Material supplied ::
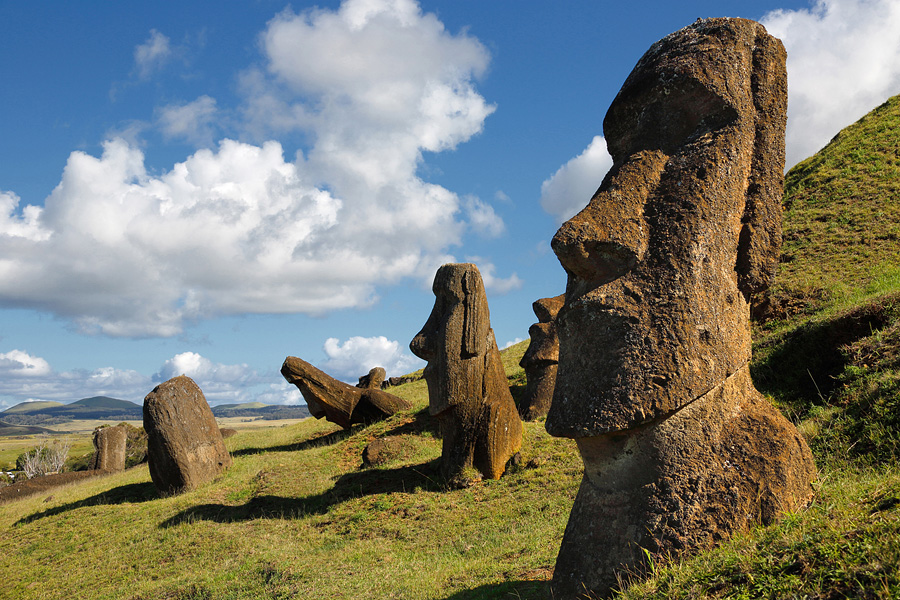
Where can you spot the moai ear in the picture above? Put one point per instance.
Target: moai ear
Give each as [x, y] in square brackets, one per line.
[475, 318]
[759, 245]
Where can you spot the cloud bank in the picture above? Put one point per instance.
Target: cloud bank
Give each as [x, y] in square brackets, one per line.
[843, 61]
[125, 250]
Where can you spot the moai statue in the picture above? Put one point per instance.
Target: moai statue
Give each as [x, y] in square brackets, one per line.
[373, 379]
[184, 446]
[679, 448]
[467, 387]
[540, 359]
[339, 402]
[109, 449]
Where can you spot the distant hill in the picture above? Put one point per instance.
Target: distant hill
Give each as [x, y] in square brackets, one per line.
[242, 406]
[100, 402]
[9, 430]
[96, 407]
[842, 216]
[258, 409]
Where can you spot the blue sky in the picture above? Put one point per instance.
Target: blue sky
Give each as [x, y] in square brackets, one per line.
[206, 187]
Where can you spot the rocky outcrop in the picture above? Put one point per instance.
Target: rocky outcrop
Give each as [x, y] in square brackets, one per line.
[467, 387]
[109, 448]
[336, 401]
[184, 446]
[541, 359]
[679, 448]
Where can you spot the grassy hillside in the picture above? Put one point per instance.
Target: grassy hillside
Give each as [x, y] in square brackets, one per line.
[95, 402]
[30, 407]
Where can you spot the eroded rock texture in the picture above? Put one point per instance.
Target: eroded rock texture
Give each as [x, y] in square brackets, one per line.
[540, 359]
[109, 449]
[679, 448]
[467, 387]
[184, 446]
[339, 402]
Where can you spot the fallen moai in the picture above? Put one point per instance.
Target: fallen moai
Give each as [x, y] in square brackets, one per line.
[679, 449]
[541, 359]
[339, 402]
[109, 448]
[467, 387]
[184, 446]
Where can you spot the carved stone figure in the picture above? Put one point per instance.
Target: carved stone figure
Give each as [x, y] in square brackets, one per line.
[184, 446]
[679, 448]
[109, 448]
[373, 379]
[339, 402]
[540, 359]
[467, 387]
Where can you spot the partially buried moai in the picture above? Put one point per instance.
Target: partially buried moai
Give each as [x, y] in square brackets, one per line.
[541, 359]
[184, 445]
[339, 402]
[109, 448]
[467, 387]
[679, 448]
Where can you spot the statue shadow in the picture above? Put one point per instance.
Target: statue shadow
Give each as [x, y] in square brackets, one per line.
[133, 492]
[325, 439]
[346, 487]
[532, 590]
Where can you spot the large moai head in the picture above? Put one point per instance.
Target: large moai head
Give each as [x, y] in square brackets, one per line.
[686, 225]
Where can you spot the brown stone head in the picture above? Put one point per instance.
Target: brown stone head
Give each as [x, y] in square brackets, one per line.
[456, 338]
[683, 229]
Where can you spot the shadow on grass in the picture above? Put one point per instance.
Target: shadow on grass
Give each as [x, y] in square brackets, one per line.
[347, 487]
[133, 492]
[520, 590]
[326, 439]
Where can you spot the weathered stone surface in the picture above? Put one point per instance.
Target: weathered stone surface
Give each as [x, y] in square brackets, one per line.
[679, 448]
[109, 448]
[382, 450]
[339, 402]
[373, 379]
[467, 387]
[540, 359]
[184, 446]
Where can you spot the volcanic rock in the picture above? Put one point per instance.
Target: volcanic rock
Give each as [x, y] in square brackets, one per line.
[679, 448]
[339, 402]
[184, 446]
[540, 359]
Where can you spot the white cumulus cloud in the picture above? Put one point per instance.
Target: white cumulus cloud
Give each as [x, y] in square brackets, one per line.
[570, 189]
[354, 357]
[125, 250]
[843, 61]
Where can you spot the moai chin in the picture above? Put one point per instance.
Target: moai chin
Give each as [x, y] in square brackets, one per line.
[467, 387]
[679, 448]
[339, 402]
[541, 359]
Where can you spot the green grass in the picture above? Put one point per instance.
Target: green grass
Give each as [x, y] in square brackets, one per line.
[297, 517]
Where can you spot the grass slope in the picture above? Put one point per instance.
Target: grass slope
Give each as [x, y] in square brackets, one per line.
[30, 407]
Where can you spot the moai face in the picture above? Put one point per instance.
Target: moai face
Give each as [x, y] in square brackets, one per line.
[455, 338]
[684, 228]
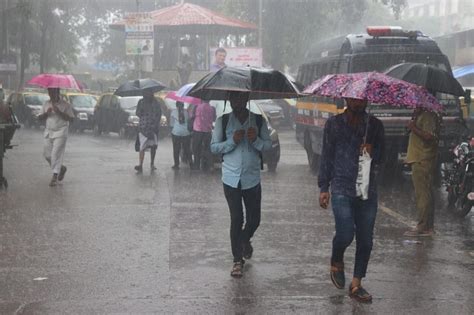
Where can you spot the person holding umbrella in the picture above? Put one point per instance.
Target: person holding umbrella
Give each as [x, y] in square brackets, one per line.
[58, 114]
[350, 137]
[344, 138]
[240, 137]
[180, 134]
[149, 112]
[240, 142]
[422, 156]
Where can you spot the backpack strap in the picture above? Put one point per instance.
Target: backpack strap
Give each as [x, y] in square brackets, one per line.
[225, 120]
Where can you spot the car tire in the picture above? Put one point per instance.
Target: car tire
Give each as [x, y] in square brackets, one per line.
[97, 130]
[27, 123]
[122, 133]
[271, 165]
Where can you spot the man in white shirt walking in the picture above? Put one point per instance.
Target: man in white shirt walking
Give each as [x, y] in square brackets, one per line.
[58, 114]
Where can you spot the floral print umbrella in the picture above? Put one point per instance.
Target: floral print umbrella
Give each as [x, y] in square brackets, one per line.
[376, 88]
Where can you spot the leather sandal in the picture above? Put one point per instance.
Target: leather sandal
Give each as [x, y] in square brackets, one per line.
[338, 276]
[237, 270]
[360, 294]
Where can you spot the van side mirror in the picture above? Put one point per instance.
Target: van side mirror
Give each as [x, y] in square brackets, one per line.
[467, 96]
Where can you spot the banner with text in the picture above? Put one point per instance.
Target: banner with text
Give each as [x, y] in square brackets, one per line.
[240, 56]
[139, 33]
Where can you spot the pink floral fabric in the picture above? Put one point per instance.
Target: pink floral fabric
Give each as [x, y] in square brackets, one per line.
[376, 88]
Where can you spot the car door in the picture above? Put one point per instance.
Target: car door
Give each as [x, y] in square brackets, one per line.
[115, 114]
[102, 112]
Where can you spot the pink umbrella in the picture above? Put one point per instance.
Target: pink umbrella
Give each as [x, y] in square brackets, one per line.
[376, 88]
[185, 99]
[61, 81]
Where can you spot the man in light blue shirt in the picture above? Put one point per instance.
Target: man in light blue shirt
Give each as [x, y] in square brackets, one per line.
[240, 137]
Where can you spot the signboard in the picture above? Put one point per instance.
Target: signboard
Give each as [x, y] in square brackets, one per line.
[139, 33]
[8, 63]
[240, 56]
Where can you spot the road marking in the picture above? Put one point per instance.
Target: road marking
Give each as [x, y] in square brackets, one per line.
[400, 218]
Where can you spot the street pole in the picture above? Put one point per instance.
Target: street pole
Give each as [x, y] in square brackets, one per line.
[260, 24]
[138, 59]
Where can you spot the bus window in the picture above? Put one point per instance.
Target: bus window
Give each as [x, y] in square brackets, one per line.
[381, 62]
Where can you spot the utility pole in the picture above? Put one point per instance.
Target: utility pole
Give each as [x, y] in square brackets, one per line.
[260, 24]
[138, 60]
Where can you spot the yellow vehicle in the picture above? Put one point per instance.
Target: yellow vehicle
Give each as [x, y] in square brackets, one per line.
[377, 50]
[27, 105]
[83, 105]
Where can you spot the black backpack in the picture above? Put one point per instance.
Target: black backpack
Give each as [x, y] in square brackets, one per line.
[191, 118]
[258, 120]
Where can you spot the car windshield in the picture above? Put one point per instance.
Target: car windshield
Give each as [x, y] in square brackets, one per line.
[83, 101]
[36, 99]
[129, 103]
[268, 106]
[222, 108]
[383, 61]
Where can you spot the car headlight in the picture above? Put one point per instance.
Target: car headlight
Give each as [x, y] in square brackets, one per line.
[133, 119]
[273, 135]
[36, 112]
[163, 120]
[82, 116]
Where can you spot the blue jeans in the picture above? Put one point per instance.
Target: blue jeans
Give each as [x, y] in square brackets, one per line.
[353, 216]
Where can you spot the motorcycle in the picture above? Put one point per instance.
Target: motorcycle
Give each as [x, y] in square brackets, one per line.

Set task :: Begin with the line that contains "Where can you spot the car headlight" and set down each line exactly until the records above end, including the final line.

The completed task ::
Where can you spot the car headlight in the picture above? Put one point per instance.
Target: car headlight
Give each as [x, y] in square brackets, one per line.
[133, 119]
[273, 135]
[36, 112]
[163, 120]
[82, 116]
Where can you spot the blue jeans in the picture above? Put one point per instance.
Target: blue jeans
Give each as [x, y] in square brackets, one per line.
[353, 216]
Where can you spot the motorcycle in the picture above? Put one point per instance.
Target: motorcycle
Give each as [x, y] in square brackets, one per line.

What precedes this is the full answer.